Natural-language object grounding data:
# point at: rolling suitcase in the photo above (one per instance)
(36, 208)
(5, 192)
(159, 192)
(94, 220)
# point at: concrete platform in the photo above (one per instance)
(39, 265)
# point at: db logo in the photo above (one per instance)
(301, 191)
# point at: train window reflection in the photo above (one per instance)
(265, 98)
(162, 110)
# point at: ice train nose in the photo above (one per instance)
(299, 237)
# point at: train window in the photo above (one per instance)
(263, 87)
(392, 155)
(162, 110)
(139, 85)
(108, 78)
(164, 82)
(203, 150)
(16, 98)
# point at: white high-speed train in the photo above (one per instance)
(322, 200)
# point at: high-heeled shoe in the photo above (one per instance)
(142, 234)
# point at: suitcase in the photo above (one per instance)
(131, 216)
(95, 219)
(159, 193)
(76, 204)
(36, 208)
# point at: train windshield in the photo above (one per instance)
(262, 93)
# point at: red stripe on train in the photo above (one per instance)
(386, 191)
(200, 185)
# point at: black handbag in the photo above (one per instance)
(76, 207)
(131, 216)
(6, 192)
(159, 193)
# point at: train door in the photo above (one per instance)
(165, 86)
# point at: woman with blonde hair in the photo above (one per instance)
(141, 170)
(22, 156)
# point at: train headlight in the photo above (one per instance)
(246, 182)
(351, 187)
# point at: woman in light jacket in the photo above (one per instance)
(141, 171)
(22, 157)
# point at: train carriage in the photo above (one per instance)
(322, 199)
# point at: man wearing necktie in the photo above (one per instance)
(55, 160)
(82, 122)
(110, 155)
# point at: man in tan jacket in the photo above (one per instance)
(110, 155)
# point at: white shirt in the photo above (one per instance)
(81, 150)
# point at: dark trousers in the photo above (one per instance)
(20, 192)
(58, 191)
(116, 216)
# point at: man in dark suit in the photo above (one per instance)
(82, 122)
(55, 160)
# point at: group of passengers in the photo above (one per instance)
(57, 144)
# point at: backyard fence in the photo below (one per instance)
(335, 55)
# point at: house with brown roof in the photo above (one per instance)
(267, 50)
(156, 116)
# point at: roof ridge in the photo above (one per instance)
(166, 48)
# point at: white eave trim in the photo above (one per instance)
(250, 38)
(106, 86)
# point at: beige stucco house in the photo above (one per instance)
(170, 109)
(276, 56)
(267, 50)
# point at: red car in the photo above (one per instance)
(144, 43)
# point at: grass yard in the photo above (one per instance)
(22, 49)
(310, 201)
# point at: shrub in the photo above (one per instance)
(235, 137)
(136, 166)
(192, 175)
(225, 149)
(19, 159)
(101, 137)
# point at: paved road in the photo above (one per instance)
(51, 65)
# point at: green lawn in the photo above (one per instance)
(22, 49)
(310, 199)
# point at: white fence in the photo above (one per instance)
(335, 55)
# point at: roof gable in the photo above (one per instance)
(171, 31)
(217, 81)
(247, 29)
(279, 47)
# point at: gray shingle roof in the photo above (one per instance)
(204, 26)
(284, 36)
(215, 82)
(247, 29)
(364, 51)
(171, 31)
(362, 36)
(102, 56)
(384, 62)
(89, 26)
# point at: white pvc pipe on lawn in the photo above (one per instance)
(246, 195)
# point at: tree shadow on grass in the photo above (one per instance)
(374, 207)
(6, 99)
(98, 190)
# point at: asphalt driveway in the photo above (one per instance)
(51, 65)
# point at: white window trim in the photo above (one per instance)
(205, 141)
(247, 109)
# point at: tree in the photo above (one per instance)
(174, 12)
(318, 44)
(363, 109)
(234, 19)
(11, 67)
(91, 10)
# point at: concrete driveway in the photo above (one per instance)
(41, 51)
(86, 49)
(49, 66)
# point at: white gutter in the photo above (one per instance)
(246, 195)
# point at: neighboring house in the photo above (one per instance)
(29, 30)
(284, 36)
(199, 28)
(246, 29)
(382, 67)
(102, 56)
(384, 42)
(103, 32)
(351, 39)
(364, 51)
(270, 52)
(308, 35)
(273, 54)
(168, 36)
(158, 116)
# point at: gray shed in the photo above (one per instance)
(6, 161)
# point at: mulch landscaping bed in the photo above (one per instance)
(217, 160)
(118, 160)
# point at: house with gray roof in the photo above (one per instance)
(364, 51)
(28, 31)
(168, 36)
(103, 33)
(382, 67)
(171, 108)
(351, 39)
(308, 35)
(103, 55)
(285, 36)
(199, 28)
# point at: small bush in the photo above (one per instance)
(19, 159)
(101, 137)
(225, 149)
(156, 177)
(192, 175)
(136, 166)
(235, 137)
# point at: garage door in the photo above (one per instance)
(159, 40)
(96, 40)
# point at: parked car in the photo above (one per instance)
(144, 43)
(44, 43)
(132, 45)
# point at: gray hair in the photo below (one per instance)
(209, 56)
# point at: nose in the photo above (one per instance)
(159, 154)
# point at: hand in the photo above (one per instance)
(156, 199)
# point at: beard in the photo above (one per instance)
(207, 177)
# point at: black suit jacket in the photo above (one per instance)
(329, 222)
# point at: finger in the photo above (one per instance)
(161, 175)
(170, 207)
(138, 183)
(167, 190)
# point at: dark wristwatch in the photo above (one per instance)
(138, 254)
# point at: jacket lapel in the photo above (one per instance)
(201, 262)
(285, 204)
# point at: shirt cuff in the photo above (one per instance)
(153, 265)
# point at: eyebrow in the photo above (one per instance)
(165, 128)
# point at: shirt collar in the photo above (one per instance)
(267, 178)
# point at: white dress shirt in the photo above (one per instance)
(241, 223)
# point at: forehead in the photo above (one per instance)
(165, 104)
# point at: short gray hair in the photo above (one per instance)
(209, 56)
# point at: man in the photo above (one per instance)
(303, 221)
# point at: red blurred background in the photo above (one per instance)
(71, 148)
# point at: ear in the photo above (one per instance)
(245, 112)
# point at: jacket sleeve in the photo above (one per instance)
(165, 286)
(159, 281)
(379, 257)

* * *

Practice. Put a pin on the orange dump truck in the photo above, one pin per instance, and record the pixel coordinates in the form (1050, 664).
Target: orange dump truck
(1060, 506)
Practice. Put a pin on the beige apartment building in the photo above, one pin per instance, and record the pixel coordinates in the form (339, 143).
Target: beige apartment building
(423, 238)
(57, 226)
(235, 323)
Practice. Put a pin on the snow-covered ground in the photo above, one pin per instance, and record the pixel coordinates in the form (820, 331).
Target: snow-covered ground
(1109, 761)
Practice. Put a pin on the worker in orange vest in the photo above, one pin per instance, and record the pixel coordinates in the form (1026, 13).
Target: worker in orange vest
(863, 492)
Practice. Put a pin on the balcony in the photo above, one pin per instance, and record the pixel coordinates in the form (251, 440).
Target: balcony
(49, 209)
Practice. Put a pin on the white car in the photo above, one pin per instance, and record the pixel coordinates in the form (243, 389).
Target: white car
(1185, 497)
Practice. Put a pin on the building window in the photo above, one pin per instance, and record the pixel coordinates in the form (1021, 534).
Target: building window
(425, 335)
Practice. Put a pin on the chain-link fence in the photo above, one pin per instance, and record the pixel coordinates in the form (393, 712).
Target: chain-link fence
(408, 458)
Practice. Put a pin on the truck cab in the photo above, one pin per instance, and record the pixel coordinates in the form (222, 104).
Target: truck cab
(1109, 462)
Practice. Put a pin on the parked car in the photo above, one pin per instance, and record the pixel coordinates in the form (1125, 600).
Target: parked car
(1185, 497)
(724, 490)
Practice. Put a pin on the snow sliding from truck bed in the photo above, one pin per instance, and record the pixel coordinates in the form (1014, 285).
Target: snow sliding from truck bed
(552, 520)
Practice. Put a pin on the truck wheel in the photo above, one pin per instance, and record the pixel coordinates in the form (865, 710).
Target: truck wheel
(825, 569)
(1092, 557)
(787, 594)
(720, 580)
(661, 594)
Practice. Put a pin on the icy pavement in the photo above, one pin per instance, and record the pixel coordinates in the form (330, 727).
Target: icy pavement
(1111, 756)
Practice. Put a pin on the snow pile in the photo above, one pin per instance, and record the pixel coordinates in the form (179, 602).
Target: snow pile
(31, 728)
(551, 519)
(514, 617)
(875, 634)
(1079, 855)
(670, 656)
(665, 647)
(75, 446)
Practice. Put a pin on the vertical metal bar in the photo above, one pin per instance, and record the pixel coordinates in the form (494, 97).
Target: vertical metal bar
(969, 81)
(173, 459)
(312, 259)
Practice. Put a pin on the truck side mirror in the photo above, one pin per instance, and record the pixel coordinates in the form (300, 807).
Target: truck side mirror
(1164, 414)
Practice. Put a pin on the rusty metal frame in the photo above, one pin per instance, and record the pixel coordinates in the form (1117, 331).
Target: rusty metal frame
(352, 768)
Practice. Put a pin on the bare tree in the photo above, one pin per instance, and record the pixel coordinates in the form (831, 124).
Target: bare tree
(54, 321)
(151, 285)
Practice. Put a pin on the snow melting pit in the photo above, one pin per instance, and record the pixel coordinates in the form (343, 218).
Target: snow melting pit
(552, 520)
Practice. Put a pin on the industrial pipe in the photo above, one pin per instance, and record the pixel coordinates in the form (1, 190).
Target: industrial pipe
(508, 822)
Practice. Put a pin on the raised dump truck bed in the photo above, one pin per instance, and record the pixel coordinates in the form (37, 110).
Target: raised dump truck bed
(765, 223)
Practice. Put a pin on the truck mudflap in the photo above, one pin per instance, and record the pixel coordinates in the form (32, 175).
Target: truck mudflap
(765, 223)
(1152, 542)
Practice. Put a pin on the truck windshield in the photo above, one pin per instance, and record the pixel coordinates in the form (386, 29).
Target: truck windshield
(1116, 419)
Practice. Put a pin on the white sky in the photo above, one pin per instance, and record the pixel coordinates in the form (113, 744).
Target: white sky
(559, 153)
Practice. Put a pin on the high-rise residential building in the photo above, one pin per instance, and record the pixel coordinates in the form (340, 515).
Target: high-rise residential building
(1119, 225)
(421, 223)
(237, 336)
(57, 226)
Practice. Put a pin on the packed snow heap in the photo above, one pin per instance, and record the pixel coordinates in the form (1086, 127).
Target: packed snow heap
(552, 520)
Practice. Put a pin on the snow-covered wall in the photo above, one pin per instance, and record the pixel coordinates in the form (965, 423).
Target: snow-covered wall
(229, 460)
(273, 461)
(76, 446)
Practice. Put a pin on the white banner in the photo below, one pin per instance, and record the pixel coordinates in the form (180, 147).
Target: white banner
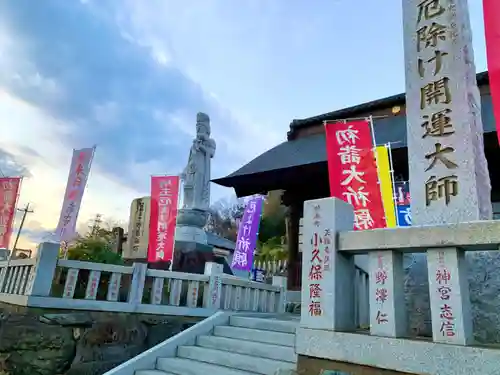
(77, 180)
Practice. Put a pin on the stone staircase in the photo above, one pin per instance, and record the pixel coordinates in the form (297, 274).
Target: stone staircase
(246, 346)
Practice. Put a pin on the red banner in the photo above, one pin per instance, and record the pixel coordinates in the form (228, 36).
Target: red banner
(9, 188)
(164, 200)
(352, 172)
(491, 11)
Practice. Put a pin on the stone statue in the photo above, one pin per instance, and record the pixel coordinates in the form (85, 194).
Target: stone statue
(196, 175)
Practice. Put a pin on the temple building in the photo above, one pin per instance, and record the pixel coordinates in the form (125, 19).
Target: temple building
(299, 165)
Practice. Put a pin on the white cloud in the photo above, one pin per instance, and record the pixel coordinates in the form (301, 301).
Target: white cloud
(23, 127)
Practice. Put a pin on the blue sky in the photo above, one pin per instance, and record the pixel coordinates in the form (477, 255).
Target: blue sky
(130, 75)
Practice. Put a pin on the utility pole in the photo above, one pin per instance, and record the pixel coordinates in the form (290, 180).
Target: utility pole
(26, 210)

EXERCISE:
Repeat exactly the lines above from the one with "Target: building window" up to and including the one with "Practice. Put a pin on the bare". No other line belongs in the reply.

SOLUTION FOR THIS EXERCISE:
Target: building window
(425, 335)
Practice. Put a pin on the chain-link fence in the photo above, one pin per instance, and record the pixel coordinates in the form (393, 712).
Target: chain-link fence
(408, 458)
Practice. Put a pin on the truck cab in the photo above, one pin per instance, and record the pixel coordinates in the form (222, 104).
Target: truck cab
(1109, 462)
Practice. Put a pin on the parked car in the photo above, one pin per instance, and record the pixel coordinates in the form (1125, 600).
Target: parked car
(1185, 497)
(724, 490)
Practice. Put a pin on the snow sliding from truck bed in the photo above, one pin per instance, and record the pixel coordinates in the form (1014, 285).
Target: snow sliding from truck bed
(552, 520)
Practice. Put a pin on the truck wheel in the photo above, one pin per instance, and record the pixel coordinates in the form (865, 710).
Target: truck wheel
(825, 569)
(1092, 557)
(787, 594)
(720, 580)
(661, 594)
Practice. Put a pin on the icy pavement in the photo above, one pin per instance, and record the pixel coordinates in the form (330, 727).
Target: icy pavement
(1111, 756)
Practice. Put a pin on the snow pile in the photo above, one pin per instance, and record the pixel coordinates in the form (179, 602).
Target: snow pile
(31, 728)
(551, 519)
(514, 617)
(875, 634)
(1079, 855)
(670, 656)
(665, 647)
(75, 446)
Practice. Put a pin on the vertical metal bar in the photo above, one pin per instance, and record the pixel coordinates in the form (494, 97).
Target: vertical metal bar
(969, 81)
(173, 459)
(312, 259)
Practice. Put a pin on the truck side mirror in the photo above, one pin per instance, and record the pixel coordinates in the form (300, 807).
Target: truck side mirror
(1164, 414)
Practice. Put a pin on the rusty metal frame in the photo above, one pin per instance, and record the pixel coordinates in the form (1117, 331).
Target: rusty metal frame
(352, 768)
Practice. Put a pin on the bare tree in the photo above, one pin per instance, and record the pixel coordinates in the form (831, 124).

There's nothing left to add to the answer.